Dataset records:
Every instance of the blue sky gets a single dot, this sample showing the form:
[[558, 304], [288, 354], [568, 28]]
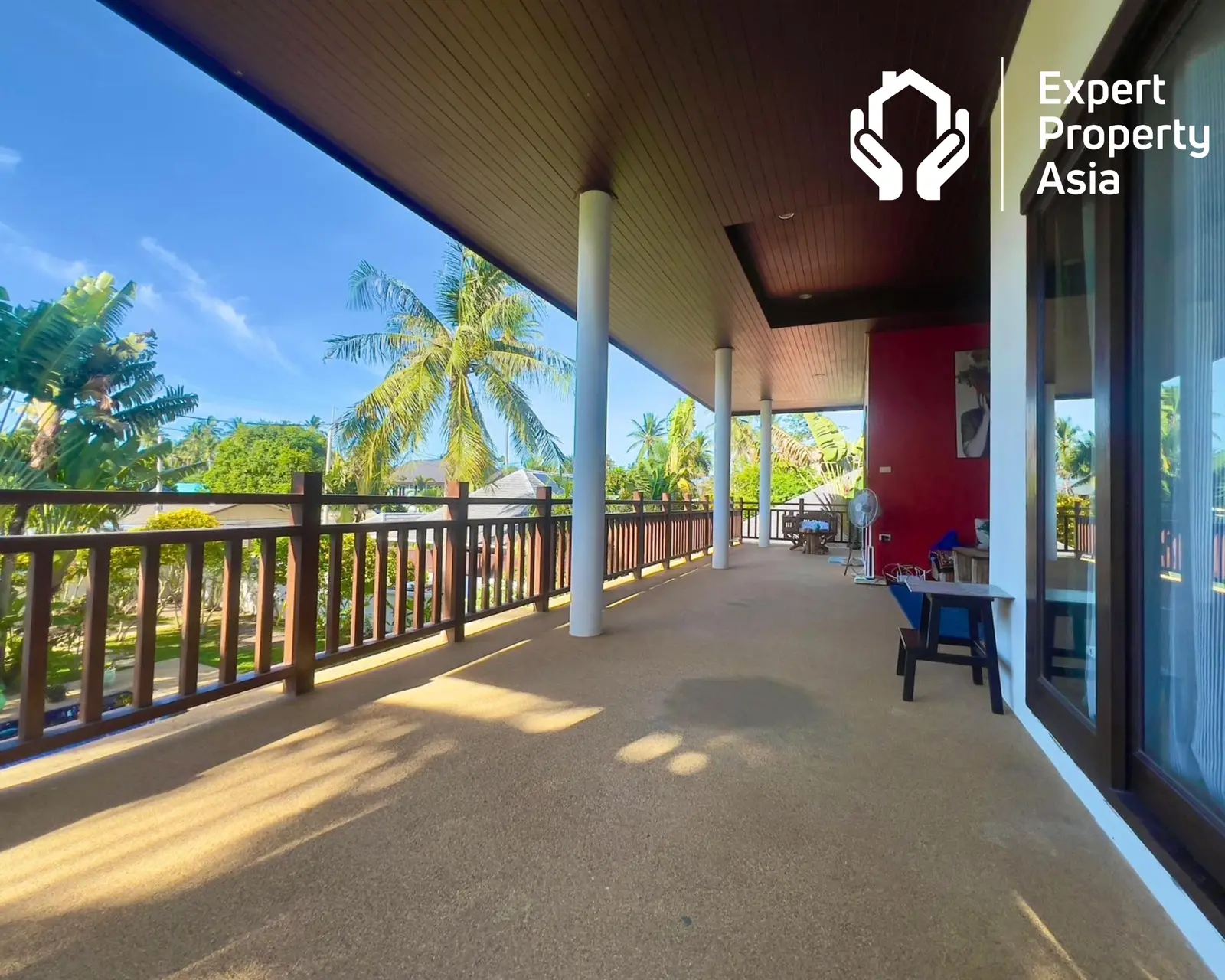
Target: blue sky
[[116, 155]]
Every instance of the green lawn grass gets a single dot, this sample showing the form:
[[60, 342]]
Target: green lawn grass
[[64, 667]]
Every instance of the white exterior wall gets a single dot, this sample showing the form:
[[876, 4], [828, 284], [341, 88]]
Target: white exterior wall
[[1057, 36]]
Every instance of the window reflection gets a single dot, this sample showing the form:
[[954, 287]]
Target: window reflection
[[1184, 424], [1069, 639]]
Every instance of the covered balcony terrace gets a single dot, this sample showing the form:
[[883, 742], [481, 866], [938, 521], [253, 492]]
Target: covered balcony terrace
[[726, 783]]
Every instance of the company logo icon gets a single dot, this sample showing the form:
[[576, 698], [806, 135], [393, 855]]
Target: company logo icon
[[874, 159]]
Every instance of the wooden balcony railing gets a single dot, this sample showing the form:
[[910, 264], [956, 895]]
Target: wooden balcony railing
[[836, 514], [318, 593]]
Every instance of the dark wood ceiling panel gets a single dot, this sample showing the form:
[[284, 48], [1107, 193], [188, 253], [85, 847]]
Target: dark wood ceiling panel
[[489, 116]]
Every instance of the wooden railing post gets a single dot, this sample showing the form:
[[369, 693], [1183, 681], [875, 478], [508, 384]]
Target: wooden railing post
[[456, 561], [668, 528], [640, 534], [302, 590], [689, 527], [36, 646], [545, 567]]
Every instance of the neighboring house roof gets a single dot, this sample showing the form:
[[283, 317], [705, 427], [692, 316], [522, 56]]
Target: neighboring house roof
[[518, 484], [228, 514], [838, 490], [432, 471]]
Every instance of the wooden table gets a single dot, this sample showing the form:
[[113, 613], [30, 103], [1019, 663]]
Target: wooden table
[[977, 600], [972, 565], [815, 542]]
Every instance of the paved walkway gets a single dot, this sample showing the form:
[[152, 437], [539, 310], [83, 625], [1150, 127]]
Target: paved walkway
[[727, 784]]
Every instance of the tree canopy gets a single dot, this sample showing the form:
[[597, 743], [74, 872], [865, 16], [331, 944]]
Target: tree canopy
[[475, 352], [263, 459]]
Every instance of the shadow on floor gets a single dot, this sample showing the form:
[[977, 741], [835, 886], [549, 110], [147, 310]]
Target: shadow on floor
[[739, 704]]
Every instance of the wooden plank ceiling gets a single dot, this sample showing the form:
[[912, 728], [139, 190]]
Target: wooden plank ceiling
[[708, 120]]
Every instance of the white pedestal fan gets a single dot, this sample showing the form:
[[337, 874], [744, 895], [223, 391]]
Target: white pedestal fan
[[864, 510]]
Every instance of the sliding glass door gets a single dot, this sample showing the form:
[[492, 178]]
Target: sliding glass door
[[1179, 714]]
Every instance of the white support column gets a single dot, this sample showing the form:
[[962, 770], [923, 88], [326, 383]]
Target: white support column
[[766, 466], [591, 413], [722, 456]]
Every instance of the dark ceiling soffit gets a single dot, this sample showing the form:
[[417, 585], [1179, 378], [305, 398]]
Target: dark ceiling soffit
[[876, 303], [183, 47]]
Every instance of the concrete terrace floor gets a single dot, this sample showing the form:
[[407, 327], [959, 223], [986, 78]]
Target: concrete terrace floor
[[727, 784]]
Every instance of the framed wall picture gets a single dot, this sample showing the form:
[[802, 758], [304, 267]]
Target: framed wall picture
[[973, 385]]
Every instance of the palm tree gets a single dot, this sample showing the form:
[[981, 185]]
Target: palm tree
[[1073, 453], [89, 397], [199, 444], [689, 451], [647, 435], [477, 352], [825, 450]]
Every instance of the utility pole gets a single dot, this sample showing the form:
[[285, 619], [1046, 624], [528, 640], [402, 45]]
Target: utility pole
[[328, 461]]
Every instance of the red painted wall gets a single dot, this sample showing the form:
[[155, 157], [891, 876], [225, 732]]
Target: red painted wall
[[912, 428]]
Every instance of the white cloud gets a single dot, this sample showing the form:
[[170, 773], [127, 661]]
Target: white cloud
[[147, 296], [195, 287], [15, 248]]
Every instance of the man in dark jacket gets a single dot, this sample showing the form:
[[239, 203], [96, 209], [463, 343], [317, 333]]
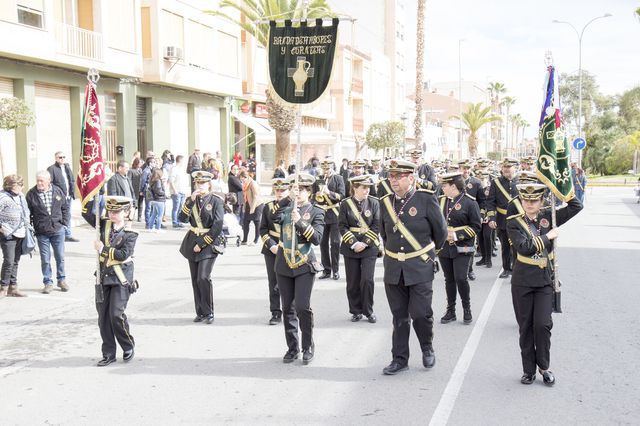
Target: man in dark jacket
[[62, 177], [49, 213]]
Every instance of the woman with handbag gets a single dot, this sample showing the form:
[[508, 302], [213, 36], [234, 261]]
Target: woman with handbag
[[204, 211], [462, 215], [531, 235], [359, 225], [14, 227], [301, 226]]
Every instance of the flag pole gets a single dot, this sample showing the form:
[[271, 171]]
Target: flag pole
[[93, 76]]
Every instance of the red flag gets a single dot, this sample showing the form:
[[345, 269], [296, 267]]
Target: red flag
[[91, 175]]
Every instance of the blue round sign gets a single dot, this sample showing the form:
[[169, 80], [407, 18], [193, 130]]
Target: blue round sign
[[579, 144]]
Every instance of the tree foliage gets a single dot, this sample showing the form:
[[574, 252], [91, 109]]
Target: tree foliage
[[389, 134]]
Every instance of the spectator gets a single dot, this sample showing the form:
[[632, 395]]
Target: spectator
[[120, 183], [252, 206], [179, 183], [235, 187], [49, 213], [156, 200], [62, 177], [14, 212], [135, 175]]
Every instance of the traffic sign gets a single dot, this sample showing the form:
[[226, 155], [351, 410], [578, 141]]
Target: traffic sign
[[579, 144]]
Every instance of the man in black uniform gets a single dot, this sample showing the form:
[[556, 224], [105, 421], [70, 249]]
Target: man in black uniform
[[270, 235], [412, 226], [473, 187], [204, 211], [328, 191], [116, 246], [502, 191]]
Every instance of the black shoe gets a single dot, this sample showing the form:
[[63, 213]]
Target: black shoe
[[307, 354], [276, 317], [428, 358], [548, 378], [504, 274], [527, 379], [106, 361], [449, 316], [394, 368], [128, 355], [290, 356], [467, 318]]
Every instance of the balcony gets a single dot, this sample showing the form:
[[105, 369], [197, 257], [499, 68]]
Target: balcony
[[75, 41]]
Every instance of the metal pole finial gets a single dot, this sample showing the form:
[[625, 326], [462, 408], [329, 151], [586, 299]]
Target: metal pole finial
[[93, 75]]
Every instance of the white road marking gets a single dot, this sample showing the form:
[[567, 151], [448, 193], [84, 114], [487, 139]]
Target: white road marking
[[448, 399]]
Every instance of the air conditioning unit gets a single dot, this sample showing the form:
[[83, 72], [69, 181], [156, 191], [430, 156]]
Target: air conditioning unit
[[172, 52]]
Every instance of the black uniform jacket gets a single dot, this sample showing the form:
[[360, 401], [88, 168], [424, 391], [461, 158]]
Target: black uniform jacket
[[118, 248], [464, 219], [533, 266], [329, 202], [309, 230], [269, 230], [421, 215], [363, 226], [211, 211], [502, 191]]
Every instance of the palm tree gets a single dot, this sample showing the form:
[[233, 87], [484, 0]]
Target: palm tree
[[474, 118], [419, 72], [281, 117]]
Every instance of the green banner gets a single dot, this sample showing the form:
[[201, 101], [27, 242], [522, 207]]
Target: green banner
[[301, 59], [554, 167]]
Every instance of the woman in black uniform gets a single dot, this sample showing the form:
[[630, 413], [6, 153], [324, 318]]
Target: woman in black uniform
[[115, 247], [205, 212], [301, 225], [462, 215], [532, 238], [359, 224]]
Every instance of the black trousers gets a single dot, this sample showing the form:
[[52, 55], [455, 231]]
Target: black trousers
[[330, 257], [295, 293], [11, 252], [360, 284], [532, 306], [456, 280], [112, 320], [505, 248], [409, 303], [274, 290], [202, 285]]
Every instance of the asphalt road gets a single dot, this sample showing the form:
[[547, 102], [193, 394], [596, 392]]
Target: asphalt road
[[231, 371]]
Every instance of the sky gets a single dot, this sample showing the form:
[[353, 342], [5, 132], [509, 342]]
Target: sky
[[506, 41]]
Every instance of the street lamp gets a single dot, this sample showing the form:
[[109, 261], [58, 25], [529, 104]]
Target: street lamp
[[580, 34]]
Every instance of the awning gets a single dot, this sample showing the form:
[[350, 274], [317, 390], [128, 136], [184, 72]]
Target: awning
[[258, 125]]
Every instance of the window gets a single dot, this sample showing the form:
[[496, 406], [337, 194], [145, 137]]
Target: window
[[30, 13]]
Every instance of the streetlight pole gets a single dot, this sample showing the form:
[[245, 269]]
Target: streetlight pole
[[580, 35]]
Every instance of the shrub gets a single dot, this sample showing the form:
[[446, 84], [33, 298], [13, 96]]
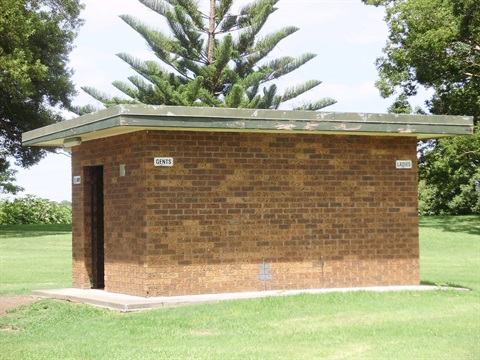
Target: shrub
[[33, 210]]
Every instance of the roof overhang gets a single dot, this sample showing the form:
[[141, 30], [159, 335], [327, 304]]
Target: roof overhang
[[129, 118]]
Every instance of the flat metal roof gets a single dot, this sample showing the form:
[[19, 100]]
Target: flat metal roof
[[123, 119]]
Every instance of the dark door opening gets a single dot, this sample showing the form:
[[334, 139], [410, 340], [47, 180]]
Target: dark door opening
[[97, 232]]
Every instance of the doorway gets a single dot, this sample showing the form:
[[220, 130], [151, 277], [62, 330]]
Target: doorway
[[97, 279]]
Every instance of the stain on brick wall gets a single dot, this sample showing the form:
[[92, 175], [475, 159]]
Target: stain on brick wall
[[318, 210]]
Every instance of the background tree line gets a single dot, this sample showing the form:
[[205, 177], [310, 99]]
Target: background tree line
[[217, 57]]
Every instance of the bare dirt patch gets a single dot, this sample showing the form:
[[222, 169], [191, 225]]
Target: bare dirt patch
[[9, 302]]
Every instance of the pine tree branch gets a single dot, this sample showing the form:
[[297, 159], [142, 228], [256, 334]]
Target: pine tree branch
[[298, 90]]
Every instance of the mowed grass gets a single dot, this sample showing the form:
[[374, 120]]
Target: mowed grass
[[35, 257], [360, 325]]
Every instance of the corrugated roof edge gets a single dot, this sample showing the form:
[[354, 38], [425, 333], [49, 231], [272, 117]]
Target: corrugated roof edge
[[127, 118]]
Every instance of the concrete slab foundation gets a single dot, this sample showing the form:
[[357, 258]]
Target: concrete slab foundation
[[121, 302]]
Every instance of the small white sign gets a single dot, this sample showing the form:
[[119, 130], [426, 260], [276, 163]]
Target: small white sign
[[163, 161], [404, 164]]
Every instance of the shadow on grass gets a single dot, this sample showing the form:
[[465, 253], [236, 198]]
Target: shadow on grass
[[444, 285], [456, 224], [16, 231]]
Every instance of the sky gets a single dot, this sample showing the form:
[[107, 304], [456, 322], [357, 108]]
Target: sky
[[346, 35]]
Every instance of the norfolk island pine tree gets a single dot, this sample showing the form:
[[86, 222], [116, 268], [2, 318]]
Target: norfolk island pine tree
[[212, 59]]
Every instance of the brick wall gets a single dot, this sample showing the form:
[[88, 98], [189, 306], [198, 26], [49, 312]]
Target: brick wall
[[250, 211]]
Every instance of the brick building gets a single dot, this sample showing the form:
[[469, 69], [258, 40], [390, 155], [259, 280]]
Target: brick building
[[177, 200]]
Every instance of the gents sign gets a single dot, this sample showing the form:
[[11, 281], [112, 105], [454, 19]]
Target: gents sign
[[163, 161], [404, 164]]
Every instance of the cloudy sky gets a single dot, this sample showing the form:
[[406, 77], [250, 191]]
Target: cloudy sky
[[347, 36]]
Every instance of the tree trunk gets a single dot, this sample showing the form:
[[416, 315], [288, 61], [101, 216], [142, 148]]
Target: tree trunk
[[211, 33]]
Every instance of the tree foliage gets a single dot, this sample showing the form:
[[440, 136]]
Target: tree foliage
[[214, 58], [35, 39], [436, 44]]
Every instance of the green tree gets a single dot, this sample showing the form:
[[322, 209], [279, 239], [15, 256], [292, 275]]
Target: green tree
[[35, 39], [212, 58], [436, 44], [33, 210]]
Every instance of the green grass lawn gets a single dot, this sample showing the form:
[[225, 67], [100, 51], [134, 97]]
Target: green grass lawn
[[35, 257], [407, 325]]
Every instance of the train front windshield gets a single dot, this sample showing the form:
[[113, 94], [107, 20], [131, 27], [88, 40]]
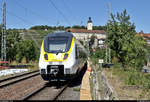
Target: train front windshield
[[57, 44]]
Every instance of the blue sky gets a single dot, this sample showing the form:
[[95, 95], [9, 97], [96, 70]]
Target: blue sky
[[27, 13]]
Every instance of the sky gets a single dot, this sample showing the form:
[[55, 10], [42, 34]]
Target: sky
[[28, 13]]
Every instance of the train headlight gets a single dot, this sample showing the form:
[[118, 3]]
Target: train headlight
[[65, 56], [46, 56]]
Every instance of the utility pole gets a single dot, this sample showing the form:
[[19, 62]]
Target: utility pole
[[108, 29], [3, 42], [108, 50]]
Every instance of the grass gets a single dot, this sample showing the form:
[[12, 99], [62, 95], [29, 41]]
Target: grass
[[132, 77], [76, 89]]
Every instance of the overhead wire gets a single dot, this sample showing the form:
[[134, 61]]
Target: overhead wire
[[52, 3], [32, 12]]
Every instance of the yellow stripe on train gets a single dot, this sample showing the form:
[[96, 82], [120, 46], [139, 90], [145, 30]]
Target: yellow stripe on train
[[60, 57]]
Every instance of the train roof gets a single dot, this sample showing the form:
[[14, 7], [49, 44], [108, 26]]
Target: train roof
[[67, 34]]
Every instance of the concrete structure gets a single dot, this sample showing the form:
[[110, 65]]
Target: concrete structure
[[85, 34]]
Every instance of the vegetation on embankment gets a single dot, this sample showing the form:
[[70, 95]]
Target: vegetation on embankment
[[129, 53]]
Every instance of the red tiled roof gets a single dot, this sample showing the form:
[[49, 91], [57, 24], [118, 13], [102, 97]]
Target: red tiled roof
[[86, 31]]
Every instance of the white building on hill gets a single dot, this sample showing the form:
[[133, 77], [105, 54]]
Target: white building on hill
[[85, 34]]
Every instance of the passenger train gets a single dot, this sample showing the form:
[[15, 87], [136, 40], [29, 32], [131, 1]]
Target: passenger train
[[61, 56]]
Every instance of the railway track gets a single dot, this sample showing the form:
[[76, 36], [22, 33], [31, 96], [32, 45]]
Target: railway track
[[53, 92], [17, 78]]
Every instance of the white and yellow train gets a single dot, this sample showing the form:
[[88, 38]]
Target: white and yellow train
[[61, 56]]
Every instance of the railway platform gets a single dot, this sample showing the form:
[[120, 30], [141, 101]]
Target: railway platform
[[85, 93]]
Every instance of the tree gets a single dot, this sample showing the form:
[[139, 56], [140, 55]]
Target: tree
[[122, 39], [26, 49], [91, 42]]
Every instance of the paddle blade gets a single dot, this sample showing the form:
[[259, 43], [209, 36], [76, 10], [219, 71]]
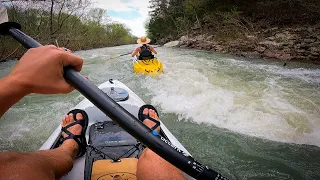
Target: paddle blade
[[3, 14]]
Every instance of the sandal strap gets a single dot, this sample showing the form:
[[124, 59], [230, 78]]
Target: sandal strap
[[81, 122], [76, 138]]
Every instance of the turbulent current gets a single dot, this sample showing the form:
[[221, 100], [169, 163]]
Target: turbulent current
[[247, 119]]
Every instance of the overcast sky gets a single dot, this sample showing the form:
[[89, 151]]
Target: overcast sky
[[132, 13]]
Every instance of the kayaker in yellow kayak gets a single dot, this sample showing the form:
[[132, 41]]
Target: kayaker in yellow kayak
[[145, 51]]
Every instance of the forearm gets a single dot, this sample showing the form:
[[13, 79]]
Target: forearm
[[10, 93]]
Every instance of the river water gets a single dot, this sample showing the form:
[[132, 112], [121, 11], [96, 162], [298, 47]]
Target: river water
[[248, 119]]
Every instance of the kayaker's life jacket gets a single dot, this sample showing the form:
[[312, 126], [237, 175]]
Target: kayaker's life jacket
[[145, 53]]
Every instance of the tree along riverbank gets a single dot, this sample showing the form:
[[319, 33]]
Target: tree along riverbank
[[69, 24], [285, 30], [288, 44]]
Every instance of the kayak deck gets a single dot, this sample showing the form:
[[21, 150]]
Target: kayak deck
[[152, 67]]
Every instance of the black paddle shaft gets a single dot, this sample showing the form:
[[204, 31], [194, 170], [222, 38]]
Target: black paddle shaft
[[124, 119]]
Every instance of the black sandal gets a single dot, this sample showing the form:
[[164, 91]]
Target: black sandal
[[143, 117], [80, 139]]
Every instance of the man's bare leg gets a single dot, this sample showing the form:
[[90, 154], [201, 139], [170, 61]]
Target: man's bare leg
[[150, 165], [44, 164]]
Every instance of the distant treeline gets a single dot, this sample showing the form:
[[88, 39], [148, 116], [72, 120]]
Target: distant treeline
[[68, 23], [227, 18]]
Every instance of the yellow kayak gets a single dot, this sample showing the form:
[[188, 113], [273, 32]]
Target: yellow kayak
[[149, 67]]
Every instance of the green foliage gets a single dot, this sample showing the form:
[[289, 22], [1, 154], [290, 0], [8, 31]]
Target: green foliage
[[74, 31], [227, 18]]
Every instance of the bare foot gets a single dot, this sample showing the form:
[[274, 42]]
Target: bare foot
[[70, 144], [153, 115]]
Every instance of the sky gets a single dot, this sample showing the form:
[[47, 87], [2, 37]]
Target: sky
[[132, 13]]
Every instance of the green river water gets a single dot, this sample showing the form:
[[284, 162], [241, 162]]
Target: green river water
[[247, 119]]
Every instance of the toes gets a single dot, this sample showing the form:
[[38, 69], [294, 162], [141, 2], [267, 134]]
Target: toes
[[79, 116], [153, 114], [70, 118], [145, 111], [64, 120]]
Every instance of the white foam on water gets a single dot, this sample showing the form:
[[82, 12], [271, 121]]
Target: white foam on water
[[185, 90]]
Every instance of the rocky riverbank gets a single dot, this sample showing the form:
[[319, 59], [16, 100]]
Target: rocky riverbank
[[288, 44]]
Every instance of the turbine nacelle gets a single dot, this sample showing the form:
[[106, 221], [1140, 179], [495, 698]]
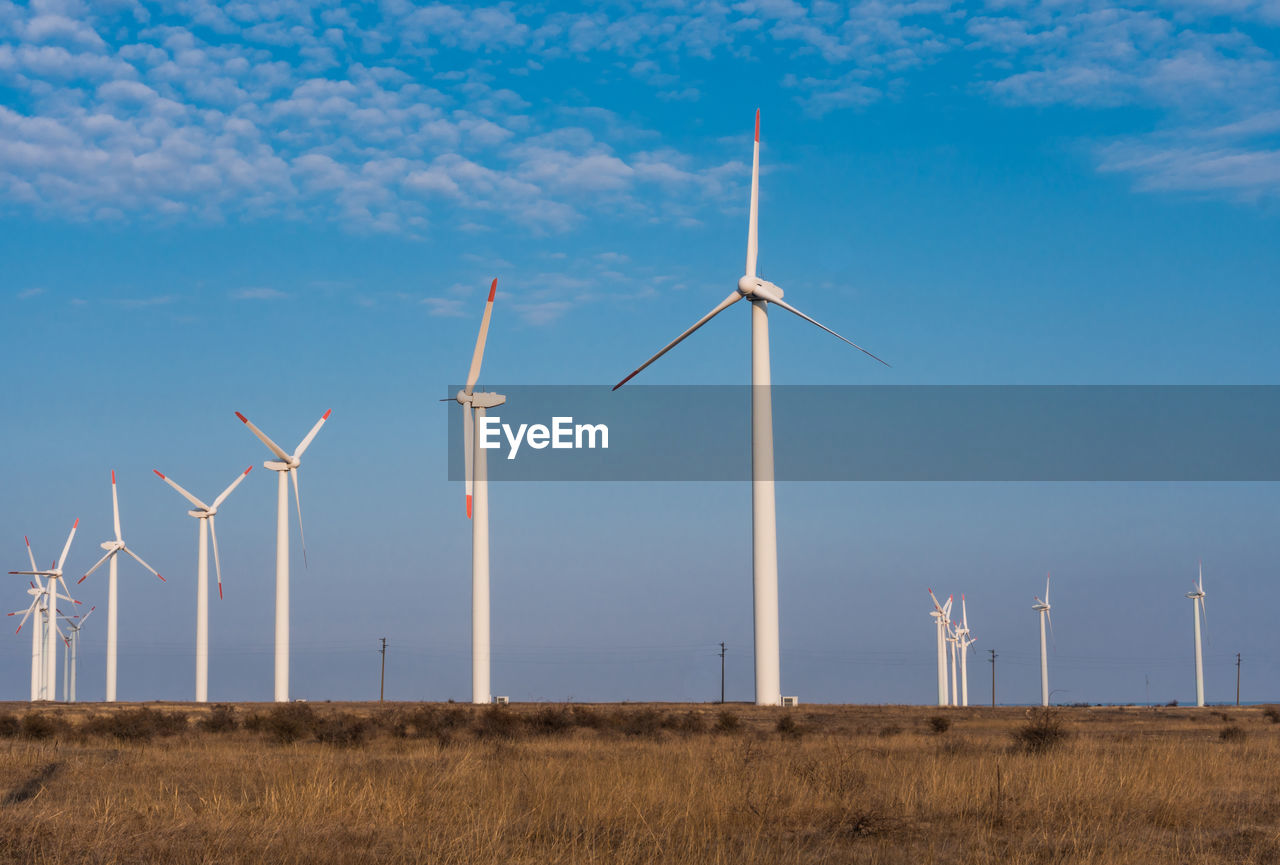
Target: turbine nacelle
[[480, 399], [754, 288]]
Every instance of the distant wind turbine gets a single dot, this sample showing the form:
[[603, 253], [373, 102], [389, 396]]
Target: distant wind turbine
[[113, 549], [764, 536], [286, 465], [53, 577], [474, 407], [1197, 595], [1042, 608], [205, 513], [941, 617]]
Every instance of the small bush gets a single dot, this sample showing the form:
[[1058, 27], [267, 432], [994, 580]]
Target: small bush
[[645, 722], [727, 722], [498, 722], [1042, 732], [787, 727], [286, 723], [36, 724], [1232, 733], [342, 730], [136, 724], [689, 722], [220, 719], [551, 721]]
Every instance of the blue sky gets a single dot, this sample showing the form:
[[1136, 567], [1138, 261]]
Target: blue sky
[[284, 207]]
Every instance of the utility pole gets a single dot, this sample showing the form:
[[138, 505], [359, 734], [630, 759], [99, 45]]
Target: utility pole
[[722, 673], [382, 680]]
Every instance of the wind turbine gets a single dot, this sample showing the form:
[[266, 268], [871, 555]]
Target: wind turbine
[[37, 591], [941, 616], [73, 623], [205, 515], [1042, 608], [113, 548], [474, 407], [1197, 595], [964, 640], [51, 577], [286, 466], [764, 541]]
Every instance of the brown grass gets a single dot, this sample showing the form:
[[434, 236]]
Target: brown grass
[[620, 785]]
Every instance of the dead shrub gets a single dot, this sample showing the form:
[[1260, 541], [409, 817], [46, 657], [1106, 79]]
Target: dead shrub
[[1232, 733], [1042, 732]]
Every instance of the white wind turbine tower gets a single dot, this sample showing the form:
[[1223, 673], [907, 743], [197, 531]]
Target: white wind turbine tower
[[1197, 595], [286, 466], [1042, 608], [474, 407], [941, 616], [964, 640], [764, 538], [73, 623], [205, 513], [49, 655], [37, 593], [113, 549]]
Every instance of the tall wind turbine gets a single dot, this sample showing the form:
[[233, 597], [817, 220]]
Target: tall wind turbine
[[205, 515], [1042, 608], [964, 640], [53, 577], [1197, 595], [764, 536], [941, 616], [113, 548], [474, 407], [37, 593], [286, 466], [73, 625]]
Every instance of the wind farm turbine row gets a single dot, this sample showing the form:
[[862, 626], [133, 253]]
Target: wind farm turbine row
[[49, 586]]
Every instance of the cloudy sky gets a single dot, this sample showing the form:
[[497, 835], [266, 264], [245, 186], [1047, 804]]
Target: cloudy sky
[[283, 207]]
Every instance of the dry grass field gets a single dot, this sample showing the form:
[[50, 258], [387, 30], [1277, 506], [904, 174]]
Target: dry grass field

Written request: Rescale the records from the line with "Every instance of the roof" up to and including the line with "[[121, 302]]", reproducing every line in that span. Multiply only the point coordinates in the answers by 0.95 and round them to whole numbers, halves up, leaving all other text and numbers unchanged.

Correct output:
Every instance of the roof overhang gets a single dot, this sample showing the form:
[[141, 30], [159, 335], [327, 304]]
Target: roof overhang
[[123, 112]]
Every instance of the flat metal roof gets a single dot, this sample showing the form:
[[19, 100]]
Target: flat metal roof
[[117, 113]]
Every instance of the dark door opening gets a single dot, this sample showing the form:
[[334, 139], [410, 340], [47, 180]]
Target: dark door opening
[[92, 220]]
Every instance of the doorway gets a single dot, this sample showing the form:
[[220, 130], [151, 277], [62, 330]]
Target: doorway
[[92, 265]]
Every instance of the stain on brick wall gets a single dot, this sample showing the form:
[[92, 175], [475, 159]]
Target: stain on brick wall
[[302, 200]]
Every instance of the background tree line gets a single dot, this sample showing the form:
[[205, 177], [310, 99]]
Target: background tree line
[[206, 54]]
Every instance of the bare dirt patch gets a single dot, this sample showing the form:
[[222, 169], [191, 225]]
Target: bare dirt patch
[[9, 287]]
Every instance of the pine tree branch gets a single dot, this sample showing the form:
[[297, 159], [142, 228], [256, 334]]
Target: pine tree branch
[[283, 86]]
Every instance of the mowed grass gets a single dot, this sample showing the form:
[[374, 120]]
Target: mowed grass
[[33, 244], [342, 309]]
Every instance of the corrugated roof edge gets a single dot, this sample showing the form:
[[354, 38], [425, 333], [49, 231], [272, 117]]
Target: corrugated roof edge
[[121, 112]]
Every instance of the concrete slab foundation gets a single dot, this sample showing the form:
[[357, 258]]
Target: concrete slab foundation
[[115, 287]]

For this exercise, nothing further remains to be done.